## begin DATASET CONTENT

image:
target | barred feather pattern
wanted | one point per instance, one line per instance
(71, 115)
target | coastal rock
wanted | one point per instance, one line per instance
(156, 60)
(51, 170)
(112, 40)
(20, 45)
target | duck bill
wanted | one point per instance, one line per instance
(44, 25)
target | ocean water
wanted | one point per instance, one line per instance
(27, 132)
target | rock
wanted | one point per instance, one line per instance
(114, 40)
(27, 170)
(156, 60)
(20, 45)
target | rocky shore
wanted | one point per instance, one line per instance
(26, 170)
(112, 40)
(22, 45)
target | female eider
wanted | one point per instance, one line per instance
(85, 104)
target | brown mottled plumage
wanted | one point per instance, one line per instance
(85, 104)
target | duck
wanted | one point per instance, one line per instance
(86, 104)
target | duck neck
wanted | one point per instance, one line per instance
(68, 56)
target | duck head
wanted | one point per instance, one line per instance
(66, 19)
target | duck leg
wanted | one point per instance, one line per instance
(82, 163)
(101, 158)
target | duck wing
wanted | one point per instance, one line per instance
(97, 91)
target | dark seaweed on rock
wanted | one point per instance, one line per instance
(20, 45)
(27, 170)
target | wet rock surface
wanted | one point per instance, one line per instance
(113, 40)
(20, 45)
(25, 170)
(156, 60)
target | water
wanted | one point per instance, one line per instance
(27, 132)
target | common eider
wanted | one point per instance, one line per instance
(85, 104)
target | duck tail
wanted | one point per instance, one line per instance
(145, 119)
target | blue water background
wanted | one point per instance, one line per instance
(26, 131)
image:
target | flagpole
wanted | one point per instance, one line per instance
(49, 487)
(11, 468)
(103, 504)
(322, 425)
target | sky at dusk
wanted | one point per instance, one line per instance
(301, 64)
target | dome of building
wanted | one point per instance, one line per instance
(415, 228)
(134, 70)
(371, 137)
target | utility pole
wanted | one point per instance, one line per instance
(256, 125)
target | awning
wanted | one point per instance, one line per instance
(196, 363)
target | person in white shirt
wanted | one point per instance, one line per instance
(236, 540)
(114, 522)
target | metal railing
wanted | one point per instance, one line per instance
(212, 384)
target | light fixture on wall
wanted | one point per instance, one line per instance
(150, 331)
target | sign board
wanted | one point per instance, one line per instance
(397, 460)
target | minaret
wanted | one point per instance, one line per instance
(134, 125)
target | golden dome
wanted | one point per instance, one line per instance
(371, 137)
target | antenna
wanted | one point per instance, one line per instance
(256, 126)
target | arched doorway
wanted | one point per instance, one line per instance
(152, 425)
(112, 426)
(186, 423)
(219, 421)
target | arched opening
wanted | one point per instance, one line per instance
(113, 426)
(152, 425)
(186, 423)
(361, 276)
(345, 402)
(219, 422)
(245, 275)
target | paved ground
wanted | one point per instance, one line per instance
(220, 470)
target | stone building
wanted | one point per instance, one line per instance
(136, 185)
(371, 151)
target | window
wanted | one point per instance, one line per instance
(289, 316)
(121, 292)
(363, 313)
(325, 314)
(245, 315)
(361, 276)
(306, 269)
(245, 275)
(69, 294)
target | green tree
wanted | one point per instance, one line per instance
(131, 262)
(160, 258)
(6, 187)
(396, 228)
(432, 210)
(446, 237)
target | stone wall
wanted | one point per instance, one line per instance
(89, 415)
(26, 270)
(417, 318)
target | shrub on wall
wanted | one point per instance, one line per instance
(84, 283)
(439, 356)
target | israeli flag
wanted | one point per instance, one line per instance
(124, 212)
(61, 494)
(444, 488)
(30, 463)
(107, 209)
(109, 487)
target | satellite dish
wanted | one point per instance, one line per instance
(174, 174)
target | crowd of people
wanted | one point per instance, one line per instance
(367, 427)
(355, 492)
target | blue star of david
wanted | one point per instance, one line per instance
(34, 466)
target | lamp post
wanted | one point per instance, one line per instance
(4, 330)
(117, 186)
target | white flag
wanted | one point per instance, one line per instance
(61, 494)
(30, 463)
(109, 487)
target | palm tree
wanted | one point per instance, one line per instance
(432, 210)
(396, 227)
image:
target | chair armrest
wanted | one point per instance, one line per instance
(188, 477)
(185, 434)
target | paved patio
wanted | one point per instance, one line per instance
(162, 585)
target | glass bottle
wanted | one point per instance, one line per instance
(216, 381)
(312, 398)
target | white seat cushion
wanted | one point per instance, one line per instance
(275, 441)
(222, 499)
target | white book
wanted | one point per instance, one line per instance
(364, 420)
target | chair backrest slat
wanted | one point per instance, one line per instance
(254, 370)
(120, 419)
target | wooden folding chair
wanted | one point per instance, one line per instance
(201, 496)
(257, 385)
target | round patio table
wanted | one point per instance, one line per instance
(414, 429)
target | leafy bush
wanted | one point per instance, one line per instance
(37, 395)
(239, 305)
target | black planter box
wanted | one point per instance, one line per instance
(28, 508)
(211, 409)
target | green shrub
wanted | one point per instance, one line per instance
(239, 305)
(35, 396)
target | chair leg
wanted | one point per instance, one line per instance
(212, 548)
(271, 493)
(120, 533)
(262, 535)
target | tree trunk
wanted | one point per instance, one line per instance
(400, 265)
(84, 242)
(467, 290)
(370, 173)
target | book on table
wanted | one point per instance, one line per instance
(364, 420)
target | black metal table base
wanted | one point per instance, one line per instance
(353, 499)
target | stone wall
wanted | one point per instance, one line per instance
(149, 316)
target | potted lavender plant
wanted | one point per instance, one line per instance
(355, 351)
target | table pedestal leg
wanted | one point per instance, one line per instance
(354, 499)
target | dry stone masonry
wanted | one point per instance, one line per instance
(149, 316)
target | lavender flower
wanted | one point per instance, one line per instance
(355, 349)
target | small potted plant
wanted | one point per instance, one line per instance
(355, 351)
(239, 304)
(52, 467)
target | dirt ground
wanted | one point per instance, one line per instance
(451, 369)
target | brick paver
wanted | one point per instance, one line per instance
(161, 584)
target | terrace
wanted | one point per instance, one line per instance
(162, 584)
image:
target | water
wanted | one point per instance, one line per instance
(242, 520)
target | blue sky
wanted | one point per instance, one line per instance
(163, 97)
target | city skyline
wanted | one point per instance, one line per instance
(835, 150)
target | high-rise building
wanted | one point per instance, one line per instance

## end DATASET CONTENT

- [WORK REQUIRED]: Transcribe the records above exactly as they appear.

- [ANSWER TO THIS EXERCISE]:
image:
target | barred feather pattern
wanted | one point per instance, one line per instance
(71, 115)
target | coastal rock
wanted | one point per instance, one line per instance
(156, 60)
(51, 170)
(112, 40)
(20, 45)
target | duck bill
wanted | one point per instance, one line per instance
(44, 25)
target | ocean water
wanted | one point per instance, one line per instance
(27, 132)
target | rock
wanted | one point per instance, one line per instance
(114, 40)
(27, 170)
(156, 60)
(20, 45)
target | rocky shore
wanted | one point per instance, one line per instance
(26, 170)
(112, 40)
(22, 45)
target | female eider
wanted | one point per instance, one line per instance
(85, 104)
target | brown mottled plumage
wanted | one point per instance, one line per instance
(85, 104)
target | duck
wanted | one point per instance, one line per instance
(86, 104)
target | duck neck
wanted | one point per instance, one line per instance
(68, 56)
target | duck head
wanted | one point per instance, one line per instance
(66, 19)
target | duck leg
wanted | one point per instance, one line per instance
(82, 163)
(101, 158)
target | duck wing
wanted | one point per instance, one line per instance
(97, 91)
target | dark seaweed on rock
wanted | one point per instance, one line per instance
(20, 45)
(27, 170)
target | wet rock surface
wanted | one point per instance, one line per instance
(113, 40)
(20, 45)
(25, 170)
(156, 60)
target | water
wanted | one point per instance, one line per instance
(27, 132)
target | common eider
wanted | one point per instance, one line per instance
(85, 104)
target | duck tail
wanted | one point per instance, one line per instance
(145, 119)
target | blue water background
wanted | one point per instance, one line per instance
(26, 131)
image:
target | flagpole
wanted | one point per instance, one line per instance
(49, 487)
(11, 468)
(103, 504)
(322, 425)
target | sky at dusk
wanted | one point per instance, one line per instance
(301, 64)
target | dome of building
wanted | one point per instance, one line per instance
(415, 228)
(134, 70)
(371, 137)
target | utility pole
wanted | one point per instance, one line per instance
(256, 125)
target | awning
wanted | one point per instance, one line per instance
(196, 363)
target | person in white shirt
wanted | one point per instance, one line per instance
(236, 540)
(114, 522)
target | metal railing
wanted | one point per instance, one line per instance
(212, 384)
target | light fixture on wall
wanted | one point per instance, one line per instance
(150, 331)
target | sign board
wanted | one point per instance, one line per instance
(397, 460)
target | minaret
wanted | one point per instance, one line per instance
(134, 125)
target | golden dome
wanted | one point per instance, one line per instance
(371, 137)
target | antenna
wanted | one point per instance, one line per instance
(256, 126)
target | arched doorway
wanted | one point per instance, one line per instance
(152, 425)
(112, 426)
(186, 423)
(219, 421)
target | arched opening
wanted | one point per instance, one line per instance
(113, 426)
(152, 425)
(186, 423)
(361, 276)
(345, 402)
(219, 422)
(245, 275)
target | paved ground
wanted | one point per instance, one line per instance
(220, 470)
target | stone building
wanted | one point per instance, one line per instance
(136, 185)
(371, 151)
target | window
wanted | one point per instance, one line per instance
(289, 316)
(121, 292)
(363, 313)
(325, 314)
(245, 315)
(361, 276)
(306, 269)
(245, 275)
(69, 294)
target | green tree
wanted | one point per instance, one line per instance
(131, 262)
(160, 258)
(6, 187)
(396, 228)
(432, 210)
(446, 237)
target | stone wall
wanted | one point per instance, one line per instance
(89, 415)
(26, 270)
(417, 318)
target | shrub on wall
wanted | one point per instance, one line per instance
(84, 283)
(439, 356)
target | israeli flag
wanted | one point per instance, one line per instance
(124, 212)
(61, 494)
(444, 488)
(30, 463)
(107, 209)
(109, 487)
target | satellite dish
wanted | one point per instance, one line per instance
(174, 174)
target | crowd of people
wanted | one point per instance, one line per instance
(367, 427)
(355, 492)
target | blue star of david
wanted | one point per instance, one line per instance
(34, 466)
target | lamp post
wanted | one point per instance, one line per instance
(4, 330)
(117, 186)
target | white flag
wanted | one point per instance, one line per instance
(61, 494)
(30, 463)
(109, 487)
target | palm tree
wanted | one point per instance, one line per instance
(432, 210)
(396, 227)
image:
target | chair armrest
wanted | one point per instance, one line per instance
(188, 477)
(185, 434)
target | paved patio
wanted | one point per instance, one line per instance
(162, 585)
target | glass bottle
wanted | one point per instance, one line per instance
(216, 381)
(312, 398)
target | white seat cushion
wanted | one point per instance, one line per instance
(275, 441)
(222, 499)
target | white book
wanted | one point per instance, one line per instance
(364, 420)
target | chair backrest slat
wanted | one point per instance, one line per instance
(254, 370)
(120, 419)
target | wooden folding chair
wanted | one point per instance, one line per instance
(201, 496)
(257, 385)
target | round patio table
wanted | one point per instance, one line per instance
(414, 429)
target | leafy bush
wanted | one point per instance, one line per instance
(37, 395)
(239, 305)
target | black planter box
wanted | one point per instance, one line per instance
(28, 508)
(211, 409)
target | green shrub
wanted | one point per instance, one line per instance
(239, 305)
(35, 396)
target | chair leg
wanted | one point per instance, one line per instance
(212, 548)
(271, 493)
(120, 533)
(262, 535)
target | tree trunk
wanted | one point per instance, one line per instance
(400, 265)
(84, 242)
(467, 290)
(370, 173)
target | book on table
wanted | one point per instance, one line per instance
(364, 420)
target | black metal table base
wanted | one point per instance, one line per instance
(353, 499)
target | stone wall
wanted | one point per instance, one line per instance
(149, 316)
target | potted lavender plant
wanted | one point per instance, one line per instance
(355, 351)
target | table pedestal leg
wanted | one point per instance, one line per instance
(354, 499)
target | dry stone masonry
wanted | one point per instance, one line per instance
(149, 316)
target | lavender flower
wanted | one point per instance, one line per instance
(355, 349)
target | small potted plant
wanted | one point per instance, one line per instance
(355, 351)
(239, 304)
(52, 467)
target | dirt ground
wanted | one point per instance, one line per instance
(451, 369)
target | brick paver
wanted | one point per instance, one line per instance
(161, 584)
target | terrace
wanted | one point per instance, one line per instance
(162, 584)
image:
target | water
wanted | one point per instance, one line per instance
(242, 520)
target | blue sky
wanted | one point per instance, one line per instance
(163, 97)
target | city skyline
wanted | one point per instance, one line per instance
(835, 150)
target | high-rise building
wanted | one point per instance, one line per instance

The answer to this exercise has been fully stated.